• _Requirement_
Extract every item that follows, reproducing each of its lines word for word.

• _Record list_
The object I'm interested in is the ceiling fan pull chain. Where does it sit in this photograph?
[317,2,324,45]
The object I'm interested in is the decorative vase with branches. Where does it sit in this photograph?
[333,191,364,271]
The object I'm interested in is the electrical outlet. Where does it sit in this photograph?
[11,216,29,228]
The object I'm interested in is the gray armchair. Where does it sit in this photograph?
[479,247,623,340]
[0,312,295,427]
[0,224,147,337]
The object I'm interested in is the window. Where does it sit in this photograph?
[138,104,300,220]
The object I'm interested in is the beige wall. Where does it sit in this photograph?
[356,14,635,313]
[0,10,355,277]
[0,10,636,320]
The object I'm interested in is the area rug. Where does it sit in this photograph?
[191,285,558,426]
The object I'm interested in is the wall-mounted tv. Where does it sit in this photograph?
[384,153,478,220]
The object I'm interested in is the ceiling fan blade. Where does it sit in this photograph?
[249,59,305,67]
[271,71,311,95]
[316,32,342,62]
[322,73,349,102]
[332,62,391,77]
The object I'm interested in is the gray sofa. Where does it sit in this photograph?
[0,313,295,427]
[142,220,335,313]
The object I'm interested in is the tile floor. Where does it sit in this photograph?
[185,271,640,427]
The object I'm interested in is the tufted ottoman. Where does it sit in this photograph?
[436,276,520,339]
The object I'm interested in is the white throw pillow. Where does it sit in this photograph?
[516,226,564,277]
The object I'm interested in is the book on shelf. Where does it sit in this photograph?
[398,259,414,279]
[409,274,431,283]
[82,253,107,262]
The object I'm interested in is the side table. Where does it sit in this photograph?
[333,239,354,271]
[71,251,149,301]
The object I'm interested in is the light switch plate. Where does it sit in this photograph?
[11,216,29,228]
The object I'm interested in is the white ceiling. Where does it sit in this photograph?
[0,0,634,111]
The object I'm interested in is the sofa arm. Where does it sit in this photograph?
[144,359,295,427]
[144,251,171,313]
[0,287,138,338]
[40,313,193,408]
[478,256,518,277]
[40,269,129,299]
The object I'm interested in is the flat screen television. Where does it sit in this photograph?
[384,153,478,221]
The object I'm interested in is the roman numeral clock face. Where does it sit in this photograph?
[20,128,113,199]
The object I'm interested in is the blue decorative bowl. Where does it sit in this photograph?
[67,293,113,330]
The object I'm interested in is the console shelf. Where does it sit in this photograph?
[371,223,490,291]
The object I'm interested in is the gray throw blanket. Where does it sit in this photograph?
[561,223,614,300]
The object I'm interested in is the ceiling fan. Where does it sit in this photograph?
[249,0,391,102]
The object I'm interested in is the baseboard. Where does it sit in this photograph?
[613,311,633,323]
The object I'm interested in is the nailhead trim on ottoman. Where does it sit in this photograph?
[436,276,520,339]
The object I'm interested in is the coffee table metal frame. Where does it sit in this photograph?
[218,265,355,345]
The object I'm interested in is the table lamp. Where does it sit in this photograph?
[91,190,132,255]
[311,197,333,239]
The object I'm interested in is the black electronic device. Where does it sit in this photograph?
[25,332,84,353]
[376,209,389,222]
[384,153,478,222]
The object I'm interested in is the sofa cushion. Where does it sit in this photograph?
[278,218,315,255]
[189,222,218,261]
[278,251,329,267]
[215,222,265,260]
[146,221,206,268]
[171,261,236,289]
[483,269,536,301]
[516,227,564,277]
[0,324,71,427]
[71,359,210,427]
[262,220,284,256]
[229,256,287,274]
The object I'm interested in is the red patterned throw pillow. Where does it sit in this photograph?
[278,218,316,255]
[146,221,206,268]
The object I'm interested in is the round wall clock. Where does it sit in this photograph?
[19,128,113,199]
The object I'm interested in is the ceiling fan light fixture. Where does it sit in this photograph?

• _Output below_
The object I'm interested in is the ceiling fan pull chain. Where does it sit in this photograph?
[317,2,324,45]
The object I'm interested in is the decorative vase with branches. Where does it sit in this photograph?
[333,191,364,271]
The object I'm interested in is the electrical outlet. Where does it sit in this photograph?
[11,216,29,228]
The object I'm interested in is the gray armchair. Where does it sit in this photograph?
[479,247,623,340]
[0,312,295,427]
[0,224,147,337]
The object I'm interested in is the window. Where does it sit in this photograph?
[138,104,300,220]
The object I'm interested in is the beige wall. Where does it sit in this photograph?
[356,14,635,313]
[0,10,355,277]
[0,10,636,320]
The object I'm interested in is the area rug. Where does it sit in this photograph?
[191,285,558,426]
The object I'm interested in is the wall-mounted tv. Where does it sit in this photograph?
[384,153,478,220]
The object I'm interested in is the ceiling fan blade. Where does it sit in this photograph?
[249,59,305,67]
[271,71,311,95]
[316,32,342,62]
[322,73,349,102]
[332,62,391,77]
The object I'm interested in is the gray sofa. Where does it sit in this photograph?
[0,313,295,427]
[142,220,335,313]
The object I'm interested in is the tile floor. Where does it sit in this photograph?
[185,271,640,427]
The object I'm interested in is the tufted ottoman. Where does it sit in this photograph?
[436,276,520,339]
The object I'm interested in is the white throw pillow. Where does it sit in this photograph?
[516,226,564,277]
The object I'm interested in is the book on shelf. Where does it sit in this photograph?
[398,259,414,279]
[409,274,431,283]
[82,253,107,262]
The object I'm interested in is the side table. Where does it sit in this photograph?
[333,239,354,271]
[71,251,149,301]
The object I'm interested in is the light switch plate. Where does it sit in this photograph?
[11,216,29,228]
The object I'm interested in is the white ceiling. Where does it sit in this photograph?
[0,0,634,111]
The object I'm interested in is the sofa arm. Where does it sit in this photograph?
[144,359,295,427]
[144,251,171,313]
[0,287,138,338]
[40,313,193,408]
[478,256,518,277]
[40,269,129,299]
The object I'm interested in is the flat screen television. Where does it sit in this photograph?
[384,153,478,221]
The object I'm interested in is the roman numeral clock face. Where does it sit in this photograph?
[20,128,113,199]
The object I'm interested in is the blue decorative bowl. Where does it sit in this photograph?
[67,293,113,330]
The object I'm interested in is the console shelf. Where does it sit in this photograph?
[371,223,490,291]
The object I'm interested in is the gray throw blanket. Where does it sit in this photograph?
[561,223,614,300]
The object I'm interested in is the ceiling fan. Where does it sit in this photograph?
[249,0,391,102]
The object I'm interested in is the baseboard. Where does it sit in this photograph?
[613,311,633,323]
The object I'm interested in is the nailhead trim on ottoman. Where does it sit in this photograph?
[436,276,520,339]
The object I'm interested in is the coffee table metal frame. Where does it sit in this photograph?
[218,265,355,345]
The object I'm interested in is the table lamp. Where does it sit in this photograph?
[91,190,132,255]
[311,197,333,239]
The object I'm interested in is the black electronic device. Where does it sit in this photograph?
[25,332,84,353]
[376,209,389,222]
[384,153,478,222]
The object I'm interested in is the sofa cushion. Where does it sit in this photograph?
[278,218,315,255]
[189,222,218,261]
[278,251,329,267]
[215,222,265,260]
[146,221,206,268]
[171,261,236,289]
[483,269,536,301]
[516,227,564,277]
[0,324,71,427]
[71,359,210,427]
[262,220,284,256]
[229,256,287,274]
The object I'm interested in is the red patterned throw pillow. Where does it sit in this photograph?
[278,218,316,255]
[146,221,206,268]
The object I'm interested in is the round wall clock. Where does it sit in this photograph?
[19,128,113,199]
The object I'm interested in is the ceiling fan light fixture. Where does it sit in this photograph?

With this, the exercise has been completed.